● **Text for analysis**:
▬▬▬▬▬▬

Wet Lab Overview

Research Background and Problem Statement

With the escalating global plastic pollution crisis, biodegradation, particularly enzymatic degradation, has emerged as a highly promising green solution. The application of computational biology approaches, such as artificial intelligence and molecular dynamics simulations, for constructing predictive models can efficiently screen potential plastic-degrading enzymes from vast protein sequence datasets, thereby significantly reducing the experimental validation cycle and associated costs. However, the accuracy and reliability of computational models ultimately necessitate validation through authentic experimental biological data.

The objective of our research team is to develop a predictive model for plastic-degrading enzymes. To ensure the accuracy of the model's predictions, it is imperative to utilize a set of experimentally validated enzyme sequences, known to possess plastic-degrading capabilities, as a test set for the model. Currently, although relevant sequences are available in databases, their functional annotations exhibit variable accuracy, and direct usage may introduce bias. Therefore, experimentally validating the function of selected enzyme sequences is a crucial prerequisite for providing a high-reliability test set for the model.

Experimental Objectives and Hypotheses

Experimental Objectives

This experiment aims to empirically validate, using molecular biology and biochemistry methods, whether five selected plastic-degrading enzyme sequences from the UniProt database can be successfully expressed in Escherichia coli and exhibit degrading activity. This will provide a experimentally confirmed, high-quality test set for our developed predictive model.

▬▬▬▬▬▬

● **To do**:
A – According to the wet lab overview, in which organism will the five enzyme sequences be expressed?
B – Extend the wet lab overview on plastic-degrading enzymes by writing the passage that follows its last sentence.

▬▬▬▬▬▬

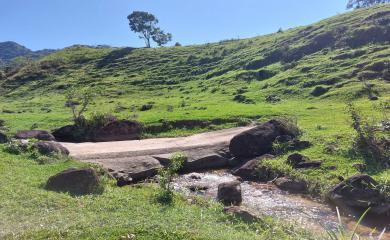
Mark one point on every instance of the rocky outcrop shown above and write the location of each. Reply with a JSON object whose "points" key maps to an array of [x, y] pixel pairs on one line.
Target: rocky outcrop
{"points": [[242, 214], [37, 134], [229, 193], [258, 141], [132, 170], [359, 192], [75, 181], [3, 138], [254, 171], [298, 161], [197, 160], [50, 148], [116, 130], [291, 185]]}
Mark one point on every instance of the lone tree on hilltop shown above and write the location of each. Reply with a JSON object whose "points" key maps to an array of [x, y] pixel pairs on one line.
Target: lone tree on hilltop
{"points": [[145, 24], [160, 37], [364, 3]]}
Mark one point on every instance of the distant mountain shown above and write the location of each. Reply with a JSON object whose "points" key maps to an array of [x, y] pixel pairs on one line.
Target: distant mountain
{"points": [[10, 50]]}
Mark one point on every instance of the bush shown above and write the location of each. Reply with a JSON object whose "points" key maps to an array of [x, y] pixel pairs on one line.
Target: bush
{"points": [[165, 196], [242, 99], [17, 147], [319, 90], [146, 107], [368, 141], [78, 101]]}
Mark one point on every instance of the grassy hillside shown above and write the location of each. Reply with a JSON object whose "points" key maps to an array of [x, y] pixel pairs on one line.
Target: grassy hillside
{"points": [[28, 211], [308, 72]]}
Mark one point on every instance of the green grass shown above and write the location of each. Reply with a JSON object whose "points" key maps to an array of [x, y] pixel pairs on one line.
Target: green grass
{"points": [[197, 83], [28, 211]]}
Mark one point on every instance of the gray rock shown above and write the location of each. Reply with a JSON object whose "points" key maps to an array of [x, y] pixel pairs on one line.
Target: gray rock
{"points": [[132, 170], [197, 160], [229, 193], [75, 181], [50, 148], [359, 192], [254, 171], [242, 214], [37, 134], [258, 141], [3, 138], [291, 185]]}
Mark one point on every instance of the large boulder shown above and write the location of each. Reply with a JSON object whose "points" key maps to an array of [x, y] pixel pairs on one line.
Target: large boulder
{"points": [[116, 130], [132, 169], [254, 171], [299, 161], [229, 193], [259, 140], [75, 181], [50, 148], [3, 138], [37, 134], [197, 160], [359, 192], [69, 133], [291, 185], [242, 214]]}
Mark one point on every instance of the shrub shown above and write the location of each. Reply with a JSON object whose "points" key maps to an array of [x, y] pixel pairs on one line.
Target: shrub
{"points": [[368, 141], [146, 107], [17, 147], [272, 98], [291, 125], [78, 101], [165, 196], [319, 90], [242, 99]]}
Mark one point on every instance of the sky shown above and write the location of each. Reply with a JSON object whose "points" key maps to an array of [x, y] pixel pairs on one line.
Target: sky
{"points": [[40, 24]]}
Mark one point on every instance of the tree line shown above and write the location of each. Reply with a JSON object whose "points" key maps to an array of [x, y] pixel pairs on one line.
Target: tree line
{"points": [[146, 24]]}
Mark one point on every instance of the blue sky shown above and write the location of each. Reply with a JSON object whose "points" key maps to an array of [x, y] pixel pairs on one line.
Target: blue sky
{"points": [[40, 24]]}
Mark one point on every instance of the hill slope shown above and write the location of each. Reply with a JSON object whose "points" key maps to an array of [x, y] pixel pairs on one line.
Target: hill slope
{"points": [[10, 50], [309, 73], [333, 54]]}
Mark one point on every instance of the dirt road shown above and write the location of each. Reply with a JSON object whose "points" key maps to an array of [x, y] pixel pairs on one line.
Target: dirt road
{"points": [[85, 151]]}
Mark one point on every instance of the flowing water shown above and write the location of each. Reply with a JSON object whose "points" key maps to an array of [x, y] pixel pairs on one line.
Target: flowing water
{"points": [[266, 199]]}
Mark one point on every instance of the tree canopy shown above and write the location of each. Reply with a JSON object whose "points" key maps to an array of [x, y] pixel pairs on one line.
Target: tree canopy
{"points": [[364, 3], [145, 24]]}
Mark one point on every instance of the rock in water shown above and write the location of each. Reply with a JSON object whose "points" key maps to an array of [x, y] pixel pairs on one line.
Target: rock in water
{"points": [[37, 134], [75, 181], [291, 185], [229, 193], [197, 160], [253, 171], [359, 192], [259, 140], [242, 214], [299, 161], [49, 148], [3, 138]]}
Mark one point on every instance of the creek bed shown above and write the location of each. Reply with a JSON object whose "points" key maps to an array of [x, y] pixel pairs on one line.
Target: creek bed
{"points": [[266, 199]]}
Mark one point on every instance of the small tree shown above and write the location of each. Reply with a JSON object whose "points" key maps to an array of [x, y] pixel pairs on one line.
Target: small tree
{"points": [[165, 178], [78, 102], [145, 24], [160, 37], [364, 3]]}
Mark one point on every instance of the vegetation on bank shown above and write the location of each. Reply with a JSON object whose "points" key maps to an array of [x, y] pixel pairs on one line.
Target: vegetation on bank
{"points": [[28, 211], [309, 73]]}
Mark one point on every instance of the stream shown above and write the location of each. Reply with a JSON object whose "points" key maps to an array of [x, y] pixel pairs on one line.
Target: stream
{"points": [[266, 199]]}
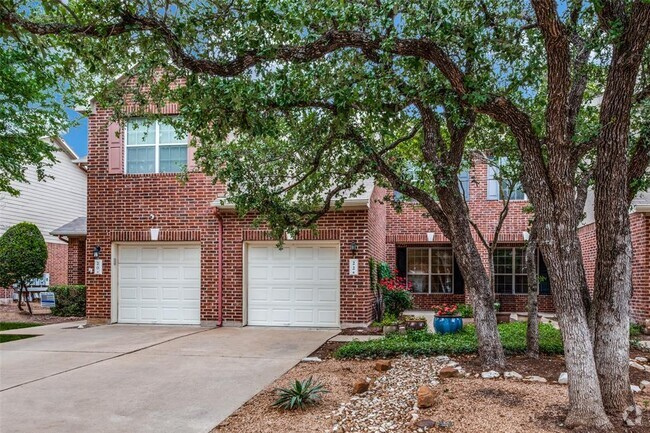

▬▬▬▬▬▬

● **Answers in order**:
A – Escherichia coli

B –
Experimental Hypotheses

We hypothesize that the five selected plastic-degrading enzyme sequences will:

• Successfully be inserted into the pET22b expression vector and transformed into Escherichia coli BL21(DE3).
• Undergo inducible soluble expression in Escherichia coli BL21(DE3).
• Possess hydrolase activity towards plastic analogs (4pNPA) upon expression of the recombinant proteins.

If all the above hypotheses are validated, these five sequences will be confirmed as positive candidates and can serve as a gold standard test set for model evaluation.

Materials and Methods

Materials

Gene Sequences

Five coding sequences of plastic-degrading enzymes selected from the UniProt database (designated as: PLA01, PET01, PET02, PET03, PET04).

Expression System

• Expression Vector: pET22b(+) plasmid (featuring a His-Tag and pelB signal peptide for periplasmic targeting).
• Host Strain: Escherichia coli BL21(DE3).

Methods

Plasmid Construction and Transformation

The five target sequences will be synthesized and cloned into the pET22b expression vector by a service provider to construct recombinant expression plasmids. The recombinant plasmids will be transformed into Escherichia coli BL21(DE3) chemically competent cells via heat shock.

Figure 1. Schematic representation of the recombinant pET22b(+) expression vectors. The constructs were designed for the soluble secretory expression of five target proteins in E. coli. Key features, indicated in the diagram, include a T7 promoter for inducible expression, a pelB signal peptide sequence to direct protein secretion, and an ampicillin resistance gene (Amp^R) for selection. The codon-optimized target genes were inserted into the multiple cloning site (MCS), resulting in a C-terminal hexa-histidine tag (His-tag) fusion for subsequent affinity purification. Detailed information regarding the exogenous sequences inserted into each plasmid is provided in Table 1-1.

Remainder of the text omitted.